Anyway, our project in Crystal River included a visit to Homasassa Springs Wildlife State Park.  This is a terrific facility, and while the manatees may be the stars of their constellation, I enjoyed photographing the flamingos, ibis, and white pelican as well.  Thanks to Park management, I was able to enter the water with the manatees, which offered some very nice encounters since these animals (friendly by nature) are extremely acclimated to being around people.

I also booked the local helicopter to get a sense of the surrounding region, and after seeing some of the other springs, you can see why manatees and underwater photographers are so fond of Three Sisters ... clarity, clarity, clarity.  This is where the viz is, and it is where the manatees congregate in the most significant aggregations.

The manatees are very approachable here, although they don't always choose to situate in the clearest water.  They stir up the bottom, although the fins of other snorkelers were just as troublesome in terms of generating backscatter. I found it often more productive to leave my fins on a rock and tip-toe around in my booties, rather than risk stirring detritus. At least in the very shallow water, that was a good solution for me. The reality is that even though the water coming out of the spring is stunning in clarity, it is sometimes tough to find a willing manatee in ultra-clear water.  But, potential is there, for sure.

++++++++

*Work to be completed*: Reproduce the passage about photographing manatees at Crystal River word for word, from "I also booked" to "most significant aggregations.".

*Recorded information*:
++++++++

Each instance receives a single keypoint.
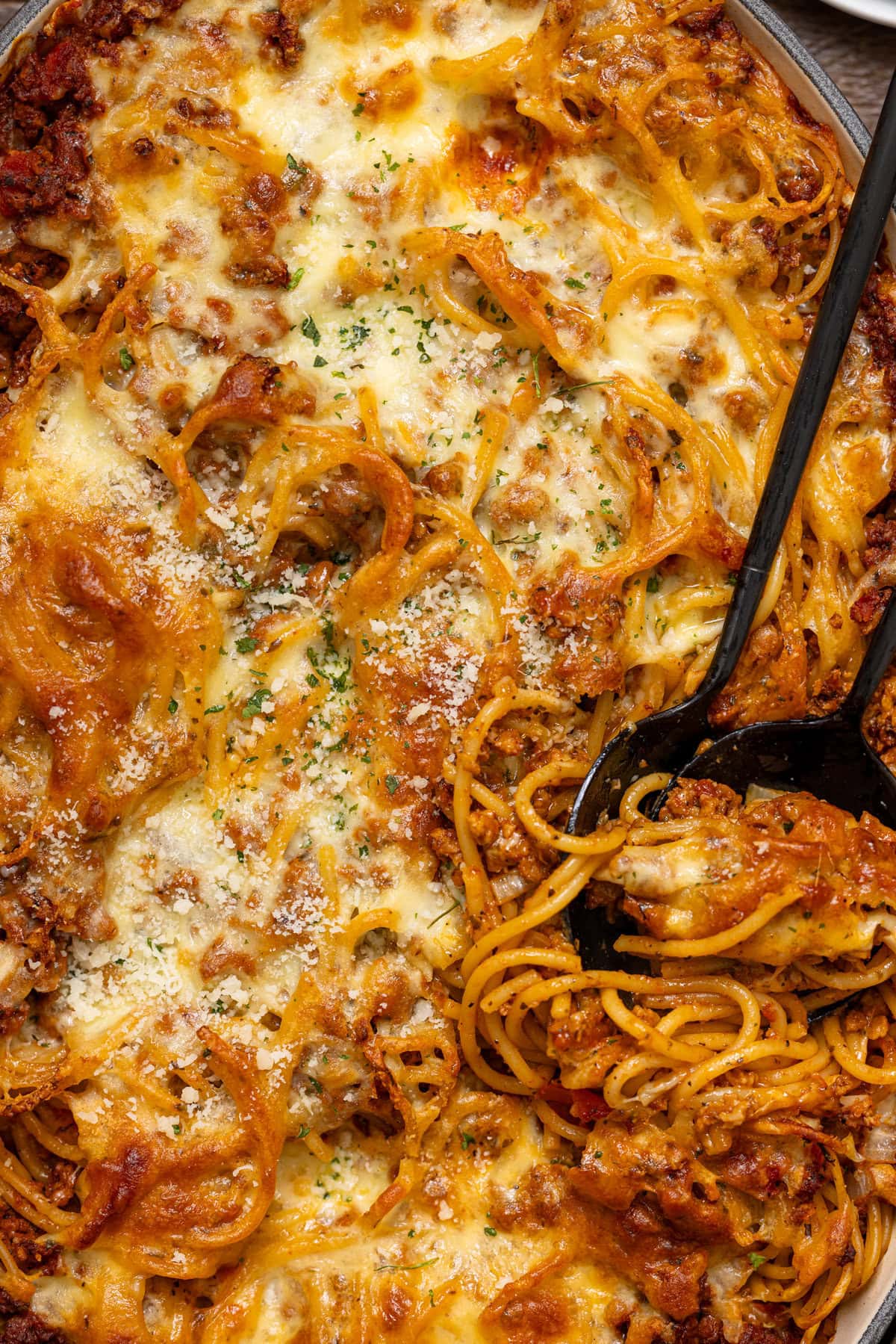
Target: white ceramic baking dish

++++++++

*Result for this exercise*:
I also booked the local helicopter to get a sense of the surrounding region, and after seeing some of the other springs, you can see why manatees and underwater photographers are so fond of Three Sisters ... clarity, clarity, clarity.  This is where the viz is, and it is where the manatees congregate in the most significant aggregations.